Things to do:
1) Decide whether each statement below agrees with the Virology segment extract, answering yes or no and quoting the exact words of the extract that settle it. (a) Lower sales in international markets came before the 2016 fall in Daklinza and Sunvepra revenue. (b) Olysio is made by AbbVie. (c) Reyataz's revenue fell by a larger percentage than Sustiva's in 2016.
2) Return the part of the Virology segment extract from "Some other drugs" to "by AbbVie (ABBV).", copied word for word.
3) Extend the Virology segment extract, beginning after its final sentence.

───── Source extract ─────

Daklinza and Sunvepra, two drugs launched post-August 2014, contributed over 33% of the Virology segment’s total revenue in 2016. The revenues of these drugs fell ~2% to a total of $1.58 billion in 2016, compared to $1.60 billion in 2015. The fall followed lower sales in international markets.

Some other drugs used for the treatment of hepatitis C are Harvoni and Sovaldi by Gilead Sciences (GILD), Olysio by Johnson & Johnson (JNJ), and Viekira Pak by AbbVie (ABBV).

HIV franchise

The segment’s HIV franchise includes two drugs, Reyataz and Sustiva. In 2016, Sustiva’s revenue fell ~15% to $1.1 billion due to a loss of exclusivity, while Reyataz’s revenue fell 20% to $912 million compared to 2015.

───── Source material ─────

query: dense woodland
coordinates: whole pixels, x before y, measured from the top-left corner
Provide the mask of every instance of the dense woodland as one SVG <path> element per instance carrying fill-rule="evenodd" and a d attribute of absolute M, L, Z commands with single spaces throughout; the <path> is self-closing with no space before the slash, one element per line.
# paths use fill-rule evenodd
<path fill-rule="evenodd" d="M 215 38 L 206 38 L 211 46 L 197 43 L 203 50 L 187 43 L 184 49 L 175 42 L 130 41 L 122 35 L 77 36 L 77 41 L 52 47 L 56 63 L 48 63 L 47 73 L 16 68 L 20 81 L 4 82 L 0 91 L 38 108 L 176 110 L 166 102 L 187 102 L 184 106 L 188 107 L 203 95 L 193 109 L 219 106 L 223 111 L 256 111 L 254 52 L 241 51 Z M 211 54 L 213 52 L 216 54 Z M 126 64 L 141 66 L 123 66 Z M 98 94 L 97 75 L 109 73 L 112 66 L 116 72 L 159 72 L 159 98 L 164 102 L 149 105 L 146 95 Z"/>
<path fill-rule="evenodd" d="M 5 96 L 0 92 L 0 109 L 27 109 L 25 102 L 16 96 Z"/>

─────

Written responses:
1)
(a) Yes: "The fall followed lower sales in international markets."
(b) No: "Olysio by Johnson & Johnson (JNJ)"
(c) Yes: "Sustiva’s revenue fell ~15%" and "Reyataz’s revenue fell 20%"

2)
Some other drugs used for the treatment of hepatitis C are Harvoni and Sovaldi by Gilead Sciences (GILD), Olysio by Johnson & Johnson (JNJ), and Viekira Pak by AbbVie (ABBV).

3)
Hepatitis B franchise

Baraclude, an oral antiviral, reported a fall of ~9% to $1.2 billion in 2016, compared to $1.3 billion in 2015, due to the generic competition of entecavir tablets from Teva Pharmaceuticals (TEVA).

To divest risk, investors can consider ETFs such as the Fidelity MSCI Healthcare ETF (FHLC), which holds 3.1% of its total assets in Bristol-Myers Squibb.